▶ _TEXT BLOCK_:
Wall Street Crime And Punishment: The Mystery Of Bernie Madoff

Does crime pay?

Wall Street Crime and Punishment is a weekly series by Benzinga's Phil Hall chronicling the bankers, brokers and financial ne’er-do-wells whose ambition and greed take them in the wrong direction.

Bernie Madoff was not a larger-than-life personality. Except for the decision to wear his hair on the longish side in the manner of an aging rock musician, there was nothing in his demeanor and behavior that secured immediate attention. Truly, one could easily pass him in a crowded store aisle or stand beside him in a time-consuming elevator ride and not be aware of his presence.

And this lack of the superstar vibe made Madoff’s actions all the more unlikely. As the man who orchestrated the largest Ponzi scheme in history — a $64.8 billion swindle that defrauded more than 40,000 people in 125 countries over four decades — the quotidian Madoff seemed closer to Hannah Arendt’s notion of the banality of evil than the pop-culture concept of the charismatic yet deranged genius eager to obliterate the world for amusement’s sake.

Indeed, there was no genius in Madoff’s madness. His reign of wreckage was not a tribute to cunning and planning, but to the dumb luck that the federal regulators who were supposed to be on alert for such shenanigans were clueless until too much damage was done.

A Sort-Of Self-Made Man: Bernard Lawrence Madoff was born in Brooklyn on April 29, 1938, and was raised in the Laurelton section of Queens. His father was an entrepreneur who had the Midas touch in reverse: every endeavor he put his hands on failed. Nonetheless, Madoff admired his father’s desire to be self-employed.

Madoff entered the University of Alabama in the 1956-57 semester. According to Madoff biographer Jerry Oppenheimer, Madoff chose this school because he was unable to get accepted anywhere else. After a year at the school, Madoff transferred back to Hofstra University in Long Island, which was closer to both his family and to Ruth Alpern, whom he met during a summer job as a lifeguard, and the two married in 1959.

Madoff graduated from Hofstra in 1960 and briefly attended law school, but dropped out to pursue his own business. Bernard L. Madoff Investment Securities was bootstrapped with money Madoff earned from his work as a lifeguard and as a part-time lawn sprinkler installer, plus a $50,000 loan from his father-in-law, who ran an accounting firm and encouraged clients to do business with Madoff.

But within two years of launching his business, the so-called “Kennedy Slide” bear market put Madoff’s start-up in peril and he needed another cash infusion from his father-in-law to stay independently employed.

▶ _PROVIDED INFORMATION_:
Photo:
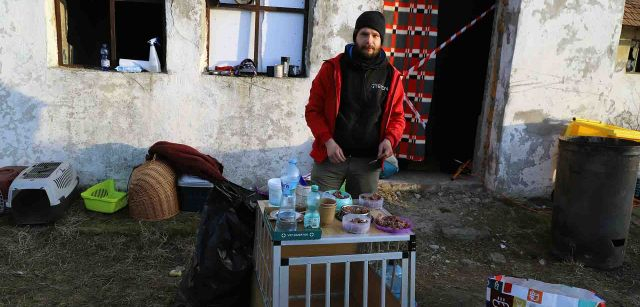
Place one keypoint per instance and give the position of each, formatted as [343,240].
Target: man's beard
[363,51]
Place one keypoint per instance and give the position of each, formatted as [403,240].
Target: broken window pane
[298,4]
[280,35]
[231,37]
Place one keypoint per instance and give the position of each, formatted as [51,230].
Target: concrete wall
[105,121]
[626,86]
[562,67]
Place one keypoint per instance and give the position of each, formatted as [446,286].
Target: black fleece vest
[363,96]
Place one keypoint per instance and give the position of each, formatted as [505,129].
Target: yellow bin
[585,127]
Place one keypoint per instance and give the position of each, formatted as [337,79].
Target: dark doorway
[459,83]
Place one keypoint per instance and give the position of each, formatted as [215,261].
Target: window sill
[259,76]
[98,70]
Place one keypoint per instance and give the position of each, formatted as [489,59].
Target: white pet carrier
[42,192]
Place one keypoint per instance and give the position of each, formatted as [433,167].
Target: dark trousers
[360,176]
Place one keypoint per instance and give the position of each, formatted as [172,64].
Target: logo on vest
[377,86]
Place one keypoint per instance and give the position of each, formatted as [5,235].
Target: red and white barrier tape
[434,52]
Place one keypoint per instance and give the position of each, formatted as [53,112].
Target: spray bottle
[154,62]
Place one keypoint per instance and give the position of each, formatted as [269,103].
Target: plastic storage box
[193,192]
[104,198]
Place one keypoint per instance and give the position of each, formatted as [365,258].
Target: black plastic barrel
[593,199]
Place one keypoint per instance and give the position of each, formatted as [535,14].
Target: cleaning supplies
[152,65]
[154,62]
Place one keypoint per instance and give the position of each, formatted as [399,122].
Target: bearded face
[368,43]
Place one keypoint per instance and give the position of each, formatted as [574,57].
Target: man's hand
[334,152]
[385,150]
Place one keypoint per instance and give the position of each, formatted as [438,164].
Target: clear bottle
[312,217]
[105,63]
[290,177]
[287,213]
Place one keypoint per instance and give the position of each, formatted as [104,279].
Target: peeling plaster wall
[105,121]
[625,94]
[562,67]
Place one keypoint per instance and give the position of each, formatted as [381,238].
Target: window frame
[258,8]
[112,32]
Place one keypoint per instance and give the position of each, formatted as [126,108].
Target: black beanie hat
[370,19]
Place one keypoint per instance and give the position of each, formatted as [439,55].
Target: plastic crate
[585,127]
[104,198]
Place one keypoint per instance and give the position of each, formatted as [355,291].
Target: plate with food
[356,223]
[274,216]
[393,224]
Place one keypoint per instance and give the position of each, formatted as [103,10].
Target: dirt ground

▶ _WHAT IS NEEDED_: Write the next part of the Bernie Madoff article, starting right after its last sentence.

▶ _OUTPUT BELOW_:
Madoff initially focused his attention on the penny stock market, later recalling to New York magazine journalist Steve Fishman, “We were a small firm, we weren't a member of the New York Stock Exchange — it was very obvious.” Still, Madoff was willing to build his reputation and client base on the fringes of Wall Street, recalling that he happily filled a transaction involving the sale of eight bonds — a minuscule task that no major brokerage would consider but which he gladly fulfilled.

“I was perfectly happy to take the crumbs,” he stated.

Related Link: The complete Wall Street Crime and Punishment series

Taking A Byte: To his credit, Madoff was ahead of the curve in detecting investment trends. He successfully made inroads into the institutional investor space when most of Wall Street was still fixated on retail investors, and in the early 1970s he embraced computer technology at a time when the financial services industry maintained a fetal-level dependency on paper, particularly the so-called “pink sheets” that disseminated prices for over-the-counter stocks on the cerise-hued documents.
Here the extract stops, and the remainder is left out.